SUPPLIED INFORMATION =>
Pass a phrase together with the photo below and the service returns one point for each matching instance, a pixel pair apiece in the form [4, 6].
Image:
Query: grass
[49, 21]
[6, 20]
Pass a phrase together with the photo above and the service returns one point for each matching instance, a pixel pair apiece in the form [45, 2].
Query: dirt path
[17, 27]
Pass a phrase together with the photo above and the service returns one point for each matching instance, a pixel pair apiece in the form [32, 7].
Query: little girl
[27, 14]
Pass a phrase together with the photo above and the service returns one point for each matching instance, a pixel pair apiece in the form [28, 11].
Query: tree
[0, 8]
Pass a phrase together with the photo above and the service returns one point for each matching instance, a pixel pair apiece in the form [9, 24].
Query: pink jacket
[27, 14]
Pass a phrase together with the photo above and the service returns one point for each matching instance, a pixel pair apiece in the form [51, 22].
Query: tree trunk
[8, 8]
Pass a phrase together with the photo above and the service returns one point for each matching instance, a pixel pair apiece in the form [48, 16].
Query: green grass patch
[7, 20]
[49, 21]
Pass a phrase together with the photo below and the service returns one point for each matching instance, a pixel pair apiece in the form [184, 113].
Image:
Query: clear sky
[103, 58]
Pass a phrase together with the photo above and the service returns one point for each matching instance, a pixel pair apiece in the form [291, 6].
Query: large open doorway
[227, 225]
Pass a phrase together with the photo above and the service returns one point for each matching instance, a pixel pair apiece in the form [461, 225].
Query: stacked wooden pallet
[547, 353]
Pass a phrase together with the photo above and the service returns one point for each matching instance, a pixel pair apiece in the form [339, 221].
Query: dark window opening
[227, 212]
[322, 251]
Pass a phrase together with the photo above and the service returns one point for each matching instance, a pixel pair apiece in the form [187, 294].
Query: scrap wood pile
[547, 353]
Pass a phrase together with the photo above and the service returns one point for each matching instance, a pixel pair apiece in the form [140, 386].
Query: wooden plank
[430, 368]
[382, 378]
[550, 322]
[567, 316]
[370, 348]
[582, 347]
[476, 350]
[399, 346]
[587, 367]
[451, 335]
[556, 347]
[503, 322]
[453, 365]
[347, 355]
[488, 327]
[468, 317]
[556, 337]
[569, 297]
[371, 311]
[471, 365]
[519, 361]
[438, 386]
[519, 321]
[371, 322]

WHAT IS REQUIRED => Please give the listing above one more time, exactly as it reads.

TASK RESULT =>
Pass a phrase together with the photo below and the service returns one point for each matching instance, a pixel pair apiece in the form [4, 6].
Image:
Query: grass
[49, 21]
[6, 20]
Pass a phrase together with the photo above and the service returns one point for each matching instance, a pixel pair apiece in the form [45, 2].
Query: dirt path
[17, 27]
Pass a phrase together with the photo above and the service returns one point for each matching instance, a pixel pair apiece in the form [32, 7].
Query: little girl
[27, 14]
Pass a phrase together with the photo above and the service returns one point for each matching instance, a pixel pair apiece in the form [28, 11].
Query: tree
[0, 8]
Pass a phrase together with the photo above and the service returns one point for each matching instance, a pixel pair apiece in the form [9, 24].
Query: pink jacket
[27, 14]
Pass a phrase together with the photo above and the service returns one point for each matching instance, a pixel pair apiece in the form [51, 22].
Query: tree trunk
[8, 8]
Pass a phrase together with the photo above and the service returns one point for each matching instance, a pixel pair apiece in the form [48, 16].
Query: green grass patch
[7, 20]
[49, 21]
Pass a phrase together with the photo below and the service returns one point for each matching instance, a pixel pair apiece in the form [184, 113].
Image:
Query: clear sky
[103, 58]
Pass a phrase together with the photo above and the service returns one point for each matching instance, a pixel pair apiece in the form [291, 6].
Query: large open doorway
[227, 225]
Pass a phrase together with the photo above and the service returns one point for each matching instance, a pixel pair apiece in the form [461, 225].
Query: stacked wooden pallet
[547, 353]
Pass a phrase together with the photo above and the service returns one point for each matching instance, a pixel pair apiece in the form [339, 221].
Query: dark window opening
[227, 212]
[322, 251]
Pass a phrase together with the photo above and the service returns one point for each matching instance, a pixel pair apiece in the form [187, 294].
Query: scrap wood pile
[547, 353]
Pass a phrase together with the photo above and the service returns one point for each matching instance, a pixel pair apiece in the form [140, 386].
Query: wooden plank
[430, 368]
[382, 378]
[550, 322]
[567, 316]
[370, 348]
[582, 347]
[476, 350]
[399, 346]
[587, 367]
[451, 335]
[556, 347]
[503, 322]
[453, 365]
[347, 355]
[488, 327]
[468, 317]
[556, 337]
[569, 297]
[371, 311]
[471, 365]
[519, 361]
[438, 386]
[519, 321]
[371, 322]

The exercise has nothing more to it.